§ **Instruction A**: Please put the rows below, from the line that contains "[BATCH JOB 4417] Class: overcast sky" through the end of the rows, into a JSON list of strings with one string per line and no blank lines. Include only those lines.

§ **Text shown**:
The European High Yield Association, the Institute of Directors, which represents small companies, and the opposition Conservative Party all argue for moves in the direction of the U.S. bankruptcy regime to rescue the many companies collapsing into insolvency. But they may have misjudged their audience and have almost certainly underestimated the durability of the patchwork system they seek to replace.

The EHYA, in support of its campaign for insolvency reform and a "new company rescue regime," lamented in March that "nearly all large restructurings in the U.K. are out-of-court, ad hoc negotiations, without a predictable legal framework or meaningful precedent to guide the process."

Most homegrown turnaround professionals or insolvency practitioners will tell you that one of the chief glories of the English system is that it is out-of-court, pragmatic and nonprescriptive. Apart from anything else, it means the legal fees are much lower.

As one senior restructuring professional says in private, "Chapter 11 is court-dependent, and so it's dominated by lawyers and very expensive. Is that what we ­really want?"

(Entries for bounding box labeling)

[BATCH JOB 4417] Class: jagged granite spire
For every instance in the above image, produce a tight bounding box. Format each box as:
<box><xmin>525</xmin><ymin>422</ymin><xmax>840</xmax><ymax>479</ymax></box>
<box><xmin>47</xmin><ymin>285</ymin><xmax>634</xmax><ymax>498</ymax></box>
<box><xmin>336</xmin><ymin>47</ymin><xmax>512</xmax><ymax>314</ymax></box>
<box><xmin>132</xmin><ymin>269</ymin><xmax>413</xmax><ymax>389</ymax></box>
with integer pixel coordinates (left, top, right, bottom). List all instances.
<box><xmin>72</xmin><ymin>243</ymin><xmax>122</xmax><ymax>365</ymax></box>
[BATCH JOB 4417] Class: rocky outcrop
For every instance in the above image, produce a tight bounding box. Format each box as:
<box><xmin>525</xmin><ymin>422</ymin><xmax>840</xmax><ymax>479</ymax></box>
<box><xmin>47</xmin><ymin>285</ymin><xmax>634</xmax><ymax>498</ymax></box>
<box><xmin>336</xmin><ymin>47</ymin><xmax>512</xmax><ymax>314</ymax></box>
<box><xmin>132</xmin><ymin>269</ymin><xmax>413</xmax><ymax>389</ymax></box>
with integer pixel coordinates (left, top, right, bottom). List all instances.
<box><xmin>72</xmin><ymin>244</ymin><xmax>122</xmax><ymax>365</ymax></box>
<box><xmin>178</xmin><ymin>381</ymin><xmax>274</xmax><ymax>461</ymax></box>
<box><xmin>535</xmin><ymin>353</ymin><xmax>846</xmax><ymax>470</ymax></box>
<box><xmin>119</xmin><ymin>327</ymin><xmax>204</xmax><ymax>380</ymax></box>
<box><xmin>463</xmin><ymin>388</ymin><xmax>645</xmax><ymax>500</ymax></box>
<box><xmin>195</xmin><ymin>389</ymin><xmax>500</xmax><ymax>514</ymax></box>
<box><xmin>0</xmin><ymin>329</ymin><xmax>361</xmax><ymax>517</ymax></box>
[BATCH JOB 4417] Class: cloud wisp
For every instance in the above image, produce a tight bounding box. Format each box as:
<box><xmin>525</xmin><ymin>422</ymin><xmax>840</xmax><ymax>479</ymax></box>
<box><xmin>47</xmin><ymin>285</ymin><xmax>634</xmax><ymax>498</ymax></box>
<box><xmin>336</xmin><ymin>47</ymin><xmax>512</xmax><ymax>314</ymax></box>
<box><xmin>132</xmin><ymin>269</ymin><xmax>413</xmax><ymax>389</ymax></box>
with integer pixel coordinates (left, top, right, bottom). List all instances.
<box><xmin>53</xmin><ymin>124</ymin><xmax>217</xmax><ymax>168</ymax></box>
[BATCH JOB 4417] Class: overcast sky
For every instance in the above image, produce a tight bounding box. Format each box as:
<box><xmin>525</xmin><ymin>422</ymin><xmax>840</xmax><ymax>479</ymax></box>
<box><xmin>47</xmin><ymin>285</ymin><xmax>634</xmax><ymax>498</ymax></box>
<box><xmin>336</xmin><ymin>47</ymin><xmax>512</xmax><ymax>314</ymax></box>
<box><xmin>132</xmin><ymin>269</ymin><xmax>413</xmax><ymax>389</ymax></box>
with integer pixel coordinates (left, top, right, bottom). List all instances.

§ **Instruction B**: Translate this sentence from the text on U.K. insolvency reform into French: "Most homegrown turnaround professionals or insolvency practitioners will tell you that one of the chief glories of the English system is that it is out-of-court, pragmatic and nonprescriptive."

§ **Result A**:
[
  "[BATCH JOB 4417] Class: overcast sky",
  "For every instance in the above image, produce a tight bounding box. Format each box as:",
  "<box><xmin>525</xmin><ymin>422</ymin><xmax>840</xmax><ymax>479</ymax></box>",
  "<box><xmin>47</xmin><ymin>285</ymin><xmax>634</xmax><ymax>498</ymax></box>",
  "<box><xmin>336</xmin><ymin>47</ymin><xmax>512</xmax><ymax>314</ymax></box>",
  "<box><xmin>132</xmin><ymin>269</ymin><xmax>413</xmax><ymax>389</ymax></box>",
  "with integer pixel coordinates (left, top, right, bottom). List all instances."
]

§ **Result B**: La plupart des spécialistes locaux du redressement d'entreprises ou des praticiens de l'insolvabilité vous diront que l'un des principaux mérites du système anglais est qu'il est extrajudiciaire, pragmatique et non prescriptif.